(Goal) Rewrite the listing below, swapping each "instance" for "object" and keeping every other character as it stands.

(Information shown)
□ □ □ □ □

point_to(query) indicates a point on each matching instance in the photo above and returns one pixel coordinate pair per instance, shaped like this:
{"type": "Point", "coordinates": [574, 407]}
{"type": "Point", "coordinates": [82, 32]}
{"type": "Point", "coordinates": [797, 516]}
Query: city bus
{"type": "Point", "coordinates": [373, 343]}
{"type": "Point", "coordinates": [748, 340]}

□ □ □ □ □

(Written solution)
point_to(query) indicates a point on each matching object in the photo above and returns one pixel coordinate pair per object, shaped like this:
{"type": "Point", "coordinates": [574, 407]}
{"type": "Point", "coordinates": [82, 32]}
{"type": "Point", "coordinates": [797, 516]}
Query: city bus
{"type": "Point", "coordinates": [373, 343]}
{"type": "Point", "coordinates": [748, 340]}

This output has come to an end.